Reproduce word for word everything below from the line containing "job: trace the outline of every instance of the large" down to the line containing "[[[77,115],[76,117],[88,169],[118,170],[102,124]]]", with both of those lines included.

--- Begin Stored records ---

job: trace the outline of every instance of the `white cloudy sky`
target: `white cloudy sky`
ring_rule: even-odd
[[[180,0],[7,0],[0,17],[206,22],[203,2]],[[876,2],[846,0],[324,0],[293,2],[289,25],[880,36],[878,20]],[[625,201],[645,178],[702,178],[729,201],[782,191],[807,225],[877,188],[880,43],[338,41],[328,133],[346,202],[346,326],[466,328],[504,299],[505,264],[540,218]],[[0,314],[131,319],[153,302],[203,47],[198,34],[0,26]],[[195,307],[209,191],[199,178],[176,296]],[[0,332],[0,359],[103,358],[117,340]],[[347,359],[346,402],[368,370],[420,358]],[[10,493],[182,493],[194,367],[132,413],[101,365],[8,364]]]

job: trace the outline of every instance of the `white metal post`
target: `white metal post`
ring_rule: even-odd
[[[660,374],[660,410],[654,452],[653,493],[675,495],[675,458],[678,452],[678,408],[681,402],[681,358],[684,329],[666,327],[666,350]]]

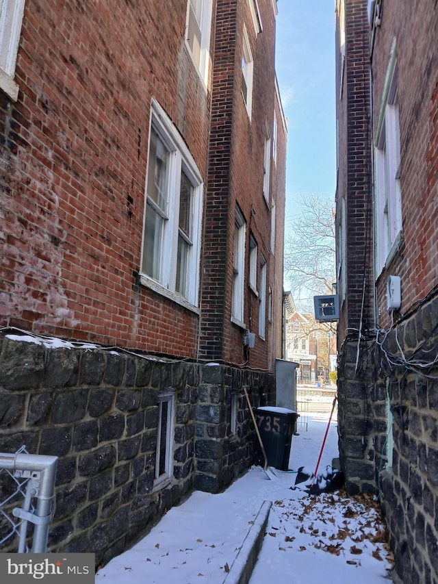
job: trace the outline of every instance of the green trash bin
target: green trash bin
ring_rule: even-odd
[[[258,407],[255,412],[268,464],[279,470],[288,470],[292,436],[299,414],[293,409],[276,406]]]

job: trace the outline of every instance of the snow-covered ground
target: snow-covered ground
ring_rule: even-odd
[[[315,470],[331,409],[309,416],[307,430],[298,425],[289,468]],[[337,456],[333,420],[318,473]],[[195,492],[99,570],[96,582],[222,584],[265,500],[272,506],[250,584],[374,584],[387,579],[391,558],[372,498],[342,492],[310,496],[291,489],[296,472],[274,472],[270,480],[261,467],[253,467],[223,493]]]

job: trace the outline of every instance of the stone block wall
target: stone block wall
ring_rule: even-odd
[[[359,359],[357,352],[359,351]],[[375,383],[372,343],[347,340],[338,353],[339,457],[350,494],[375,493],[374,440],[385,433],[385,402]]]
[[[346,487],[378,497],[404,584],[438,582],[437,315],[438,297],[362,342],[357,361],[357,340],[339,353]]]
[[[387,468],[386,448],[376,448],[376,476],[396,571],[404,584],[438,582],[438,364],[425,366],[437,359],[437,314],[435,298],[384,343],[398,364],[387,370],[394,448]]]
[[[194,488],[224,488],[253,461],[244,386],[255,407],[274,403],[266,373],[0,337],[0,451],[59,457],[49,550],[93,552],[99,566]],[[157,396],[169,389],[173,477],[159,487]]]

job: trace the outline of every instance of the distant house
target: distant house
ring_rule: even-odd
[[[275,403],[276,2],[0,7],[0,450],[60,457],[51,549],[101,562]]]
[[[339,432],[396,570],[438,581],[438,6],[337,0]]]
[[[290,292],[285,292],[286,316],[285,355],[298,364],[298,383],[324,382],[335,369],[336,335],[330,325],[322,324],[313,314],[297,311]]]

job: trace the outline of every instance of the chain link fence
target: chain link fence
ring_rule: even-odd
[[[57,464],[57,457],[31,455],[25,446],[0,453],[0,550],[46,551]]]

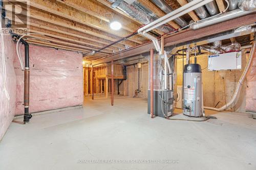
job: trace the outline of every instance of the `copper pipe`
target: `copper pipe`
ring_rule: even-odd
[[[94,100],[94,85],[93,85],[93,82],[94,80],[93,79],[93,65],[92,66],[92,99]]]
[[[154,59],[154,50],[151,49],[150,50],[150,116],[151,116],[151,118],[154,117],[153,59]]]
[[[114,61],[111,61],[111,106],[114,105]]]
[[[24,71],[24,106],[29,105],[29,69]]]
[[[24,45],[25,69],[24,70],[24,116],[23,122],[24,124],[27,124],[29,123],[29,119],[32,117],[32,115],[29,114],[29,45],[28,42],[22,38],[22,37],[20,37],[15,34],[12,34],[12,37],[13,38],[15,37]]]

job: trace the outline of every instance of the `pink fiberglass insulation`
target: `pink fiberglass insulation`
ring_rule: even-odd
[[[4,34],[3,38],[3,43],[2,39],[0,41],[0,140],[12,121],[16,109],[15,44],[10,35]]]
[[[256,112],[256,51],[247,72],[246,109]]]
[[[24,46],[21,53],[24,59]],[[30,113],[82,105],[82,59],[77,52],[29,45]],[[24,74],[17,59],[15,69],[17,115],[24,113]]]

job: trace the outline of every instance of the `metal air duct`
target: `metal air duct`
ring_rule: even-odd
[[[228,10],[229,11],[233,11],[238,8],[239,1],[239,0],[228,0],[228,2],[229,3]]]
[[[173,9],[164,0],[151,0],[156,6],[161,9],[165,14],[173,11]],[[187,23],[182,18],[178,17],[174,19],[175,22],[181,27],[187,26]]]
[[[129,3],[126,3],[126,1],[125,0],[125,2],[123,0],[108,0],[111,3],[114,3],[112,5],[112,8],[120,9],[134,19],[145,25],[158,19],[155,13],[136,1],[132,1],[129,2]],[[175,31],[173,28],[166,26],[161,26],[157,29],[165,33]]]
[[[188,2],[192,2],[193,0],[187,0]],[[211,2],[212,3],[212,2]],[[208,4],[209,4],[208,3]],[[200,18],[200,19],[204,19],[207,18],[209,16],[209,14],[207,12],[205,8],[203,6],[199,7],[195,10],[197,15]]]
[[[219,13],[219,8],[215,1],[205,4],[205,7],[211,16],[214,16]]]

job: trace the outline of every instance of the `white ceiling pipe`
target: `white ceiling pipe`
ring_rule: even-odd
[[[194,2],[195,1],[193,1],[192,2]],[[145,31],[143,31],[143,33],[146,33],[148,31],[150,31],[154,29],[155,29],[157,27],[159,27],[160,26],[161,26],[161,25],[163,25],[164,24],[165,24],[166,23],[169,22],[169,21],[170,21],[171,20],[174,20],[174,19],[177,18],[177,17],[179,17],[181,16],[182,16],[197,8],[198,8],[199,7],[201,7],[201,6],[202,6],[207,3],[209,3],[209,2],[212,1],[212,0],[204,0],[202,2],[201,2],[200,3],[198,3],[198,4],[196,4],[195,5],[194,5],[191,7],[190,7],[189,8],[187,8],[185,10],[183,10],[182,11],[181,11],[180,12],[178,13],[178,14],[175,14],[174,15],[173,15],[172,16],[169,17],[168,18],[166,19],[165,19],[164,20],[163,20],[162,21],[160,21],[160,22],[159,22],[158,23],[154,25],[154,26],[153,27],[151,27],[150,28],[147,29],[146,30],[145,30]],[[189,4],[188,3],[188,4]],[[178,9],[180,9],[180,8],[178,8]],[[176,11],[176,10],[175,10]],[[143,28],[143,27],[142,27],[142,28]]]
[[[159,23],[159,22],[161,22],[165,19],[167,19],[168,18],[179,13],[181,12],[181,11],[190,7],[191,6],[193,6],[204,0],[194,0],[191,2],[190,2],[189,3],[187,3],[187,4],[182,6],[180,8],[178,8],[177,9],[176,9],[175,10],[173,11],[173,12],[168,13],[168,14],[166,14],[161,18],[154,21],[153,22],[152,22],[148,25],[141,27],[140,28],[139,30],[138,30],[138,33],[141,33],[142,31],[145,30],[148,28],[150,28],[150,27],[152,27],[153,26],[154,26],[155,25]]]

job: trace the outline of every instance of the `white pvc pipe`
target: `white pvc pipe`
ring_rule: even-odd
[[[255,42],[255,40],[256,39],[254,37],[253,44],[252,45],[252,48],[251,49],[251,52],[250,53],[250,57],[249,57],[246,65],[245,66],[245,68],[244,68],[244,71],[243,72],[243,74],[242,74],[240,79],[239,80],[239,82],[238,83],[236,91],[234,92],[234,95],[233,96],[233,98],[232,98],[231,101],[229,101],[229,102],[228,102],[226,105],[225,105],[224,106],[219,108],[215,108],[210,107],[204,107],[204,109],[220,111],[228,108],[231,104],[232,104],[234,102],[236,102],[236,99],[239,96],[240,89],[243,84],[243,82],[244,82],[244,80],[245,79],[245,76],[246,76],[248,70],[249,70],[249,68],[250,67],[250,66],[251,63],[251,61],[252,61],[252,58],[253,58],[253,56],[254,54],[255,48],[256,48],[256,43]]]
[[[187,50],[186,50],[186,64],[189,64],[189,46],[187,45]]]
[[[141,33],[142,31],[143,31],[144,30],[145,30],[145,29],[150,28],[150,27],[152,27],[153,26],[154,26],[156,24],[157,24],[158,23],[165,20],[165,19],[167,19],[168,18],[179,13],[179,12],[181,12],[181,11],[202,2],[202,1],[203,0],[194,0],[193,1],[189,3],[187,3],[187,4],[183,6],[181,6],[181,7],[178,8],[177,9],[172,11],[172,12],[170,12],[169,13],[161,17],[161,18],[148,23],[148,25],[144,26],[144,27],[141,27],[141,28],[140,28],[139,30],[138,30],[138,33]]]
[[[164,51],[164,60],[166,61],[166,63],[167,63],[167,66],[168,67],[168,70],[169,71],[169,74],[172,73],[172,69],[170,68],[170,63],[169,63],[168,60],[168,57],[167,56],[167,53],[166,51]],[[167,81],[166,81],[166,83],[167,83]],[[169,89],[172,89],[172,84],[171,84],[171,81],[170,81],[170,76],[169,76]],[[167,86],[167,85],[166,85]]]
[[[174,20],[174,19],[176,19],[176,18],[177,18],[180,16],[182,16],[182,15],[184,15],[184,14],[186,14],[186,13],[187,13],[191,11],[193,11],[194,10],[195,10],[197,8],[198,8],[198,7],[201,7],[201,6],[206,4],[208,4],[212,1],[213,0],[204,0],[204,1],[200,2],[199,3],[196,4],[195,5],[189,7],[188,8],[185,9],[185,10],[183,10],[182,11],[180,11],[180,12],[179,12],[178,13],[177,12],[175,12],[175,13],[176,13],[176,14],[173,15],[173,16],[168,18],[167,19],[164,19],[163,21],[160,21],[158,23],[157,23],[152,27],[150,27],[149,28],[148,28],[146,30],[145,30],[145,31],[144,31],[143,32],[143,33],[144,33],[148,32],[148,31],[151,31],[151,30],[153,30],[153,29],[154,29],[158,27],[160,27],[164,24],[165,24],[167,22]],[[192,1],[191,2],[193,2],[194,1],[195,1],[195,0]],[[189,4],[189,3],[188,3],[188,4]],[[184,6],[182,6],[182,7],[184,7]],[[176,10],[174,10],[173,12],[176,11],[178,9],[180,9],[180,8],[181,8],[181,7],[177,9]],[[169,14],[170,14],[172,13],[172,12],[170,13]],[[145,26],[144,26],[144,27],[145,27]],[[142,27],[141,28],[143,28],[143,27]],[[138,32],[139,32],[139,31]]]

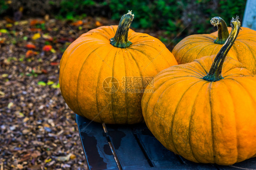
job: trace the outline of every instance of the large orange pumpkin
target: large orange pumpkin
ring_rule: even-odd
[[[91,30],[63,54],[60,89],[67,105],[77,114],[106,123],[141,122],[143,81],[177,64],[159,39],[129,29],[133,18],[129,12],[122,17],[118,28]],[[125,90],[129,88],[139,90]]]
[[[143,95],[149,130],[167,148],[191,161],[228,165],[256,156],[256,77],[231,58],[224,63],[240,24],[232,20],[234,29],[215,59],[161,71],[154,87],[146,89],[154,92]]]
[[[216,54],[220,51],[228,37],[231,28],[228,28],[225,21],[219,17],[212,18],[211,23],[218,27],[218,31],[210,34],[189,35],[174,47],[172,53],[179,64]],[[256,31],[245,27],[241,29],[228,56],[238,60],[256,74]]]

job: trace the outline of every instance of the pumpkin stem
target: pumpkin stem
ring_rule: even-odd
[[[239,18],[232,18],[231,20],[232,30],[225,44],[216,56],[211,65],[208,74],[204,77],[203,79],[209,82],[216,82],[223,79],[221,76],[221,70],[225,58],[229,51],[234,44],[240,29],[241,23],[238,20]]]
[[[126,48],[129,47],[132,43],[128,40],[128,31],[130,26],[133,19],[134,15],[132,14],[132,11],[122,17],[119,23],[118,29],[115,36],[110,39],[110,44],[116,47]]]
[[[225,22],[221,18],[215,16],[210,20],[210,23],[214,26],[218,27],[218,37],[214,43],[223,44],[229,37],[228,27]]]

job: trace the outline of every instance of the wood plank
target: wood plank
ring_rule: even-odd
[[[214,165],[193,162],[175,155],[165,148],[146,126],[136,128],[135,131],[143,142],[156,168],[179,170],[217,169]]]
[[[106,125],[106,126],[124,169],[150,168],[130,126]]]
[[[77,115],[76,117],[88,169],[118,170],[102,124]]]

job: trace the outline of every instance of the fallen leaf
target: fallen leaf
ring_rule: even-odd
[[[13,106],[13,103],[12,102],[10,102],[9,103],[8,105],[7,106],[7,107],[8,109],[10,109]]]
[[[67,156],[53,156],[52,157],[55,159],[56,160],[61,161],[61,162],[65,162],[66,161],[68,161],[70,159],[70,156],[72,155],[72,154],[69,154]]]
[[[56,53],[56,51],[53,49],[51,49],[51,52],[53,53]]]
[[[7,77],[8,77],[8,74],[2,74],[1,76],[3,78],[6,78]]]
[[[41,29],[38,29],[35,28],[31,28],[30,29],[30,31],[31,32],[41,32],[42,30]]]
[[[8,31],[5,29],[0,29],[0,33],[6,34],[8,33]]]
[[[82,25],[82,21],[81,20],[79,20],[76,22],[72,23],[72,25],[79,26]]]
[[[24,118],[24,119],[23,119],[23,121],[24,122],[26,122],[26,121],[28,121],[29,120],[29,117],[26,117],[25,118]]]
[[[10,28],[10,27],[12,27],[13,25],[11,24],[5,24],[5,27],[7,28]]]
[[[48,73],[48,72],[46,70],[42,69],[41,70],[42,73],[43,73],[44,74],[47,74]]]
[[[46,160],[45,160],[45,162],[48,163],[51,162],[51,159],[50,158],[49,159]]]
[[[77,156],[76,156],[76,155],[72,154],[71,155],[70,155],[70,159],[71,159],[72,160],[73,160]]]
[[[5,96],[5,93],[4,92],[0,91],[0,96]]]
[[[27,58],[28,57],[31,57],[34,55],[36,55],[37,53],[38,53],[36,51],[29,50],[26,53],[26,57]]]
[[[34,35],[33,35],[33,37],[32,37],[32,39],[35,40],[36,39],[38,39],[40,37],[41,37],[40,33],[36,33],[34,34]]]
[[[31,44],[28,44],[26,45],[26,47],[28,49],[36,49],[36,45]]]
[[[42,37],[43,37],[46,41],[52,41],[52,39],[53,39],[52,37],[50,35],[49,35],[49,34],[43,34],[43,35],[42,36]]]
[[[48,52],[51,51],[52,49],[52,46],[51,45],[46,45],[43,47],[43,51]]]
[[[45,83],[45,82],[42,82],[42,81],[39,81],[37,83],[37,84],[40,86],[46,86],[46,83]]]
[[[97,21],[96,22],[95,22],[95,25],[97,27],[100,27],[101,26],[102,26],[102,24],[99,21]]]

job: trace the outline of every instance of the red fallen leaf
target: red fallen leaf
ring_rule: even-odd
[[[39,21],[37,19],[33,19],[30,21],[30,25],[33,26],[36,24],[37,24],[39,23]]]
[[[51,45],[46,45],[43,47],[43,51],[50,51],[52,49],[52,47]]]
[[[97,21],[95,23],[95,25],[97,27],[99,27],[102,25],[102,24],[99,21]]]
[[[57,66],[59,65],[59,63],[58,62],[51,62],[51,66]]]
[[[48,72],[46,70],[45,70],[44,69],[42,69],[41,70],[41,71],[42,72],[42,73],[43,73],[44,74],[47,74],[48,73]]]
[[[34,28],[30,28],[29,29],[31,32],[40,32],[42,30],[42,29],[37,29]]]
[[[36,45],[31,44],[28,44],[26,45],[26,47],[28,49],[36,49]]]
[[[73,23],[72,24],[72,25],[74,26],[79,26],[81,25],[82,24],[82,21],[81,20],[78,20],[77,21]]]
[[[36,55],[37,54],[37,53],[38,53],[37,52],[30,50],[27,51],[27,52],[26,53],[26,57],[28,58],[34,55]]]

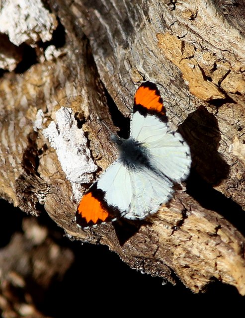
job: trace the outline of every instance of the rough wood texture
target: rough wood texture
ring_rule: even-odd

--- End Stored records ---

#### Written answer:
job: trace the outline of every instance of the large orange pumpkin
target: large orange pumpkin
ring_rule: even-odd
[[[91,30],[63,54],[60,89],[67,105],[77,114],[106,123],[141,122],[143,81],[177,64],[159,39],[129,29],[133,18],[129,12],[122,17],[118,28]],[[125,90],[129,88],[139,90]]]
[[[143,95],[149,130],[167,148],[191,161],[228,165],[256,156],[256,77],[231,58],[224,63],[240,24],[232,20],[234,29],[215,59],[161,71],[154,87],[146,89],[154,92]]]
[[[216,54],[220,51],[228,37],[231,28],[228,28],[225,21],[219,17],[212,18],[211,23],[218,27],[218,31],[210,34],[189,35],[174,47],[172,53],[179,64]],[[256,31],[245,27],[241,29],[228,56],[238,60],[256,74]]]

job: trace the outline of every instance of the pumpkin stem
target: pumpkin stem
ring_rule: even-odd
[[[239,18],[232,18],[231,20],[232,30],[225,44],[216,56],[211,65],[208,74],[204,77],[203,79],[209,82],[216,82],[223,79],[221,76],[221,70],[225,58],[229,51],[234,44],[240,29],[241,23],[238,20]]]
[[[126,48],[129,47],[132,43],[128,40],[128,31],[130,26],[133,19],[134,15],[132,14],[132,11],[122,17],[119,23],[118,29],[115,36],[110,39],[110,44],[116,47]]]
[[[225,22],[221,18],[215,16],[210,20],[210,23],[214,26],[218,27],[218,37],[214,43],[223,44],[229,37],[228,27]]]

job: trace the outline of every instance of the wood plank
target: wood plank
ring_rule: even-odd
[[[214,165],[193,162],[175,155],[165,148],[146,126],[136,128],[135,131],[143,142],[156,168],[179,170],[217,169]]]
[[[106,125],[106,126],[124,169],[150,168],[130,126]]]
[[[77,115],[76,117],[88,169],[118,170],[102,124]]]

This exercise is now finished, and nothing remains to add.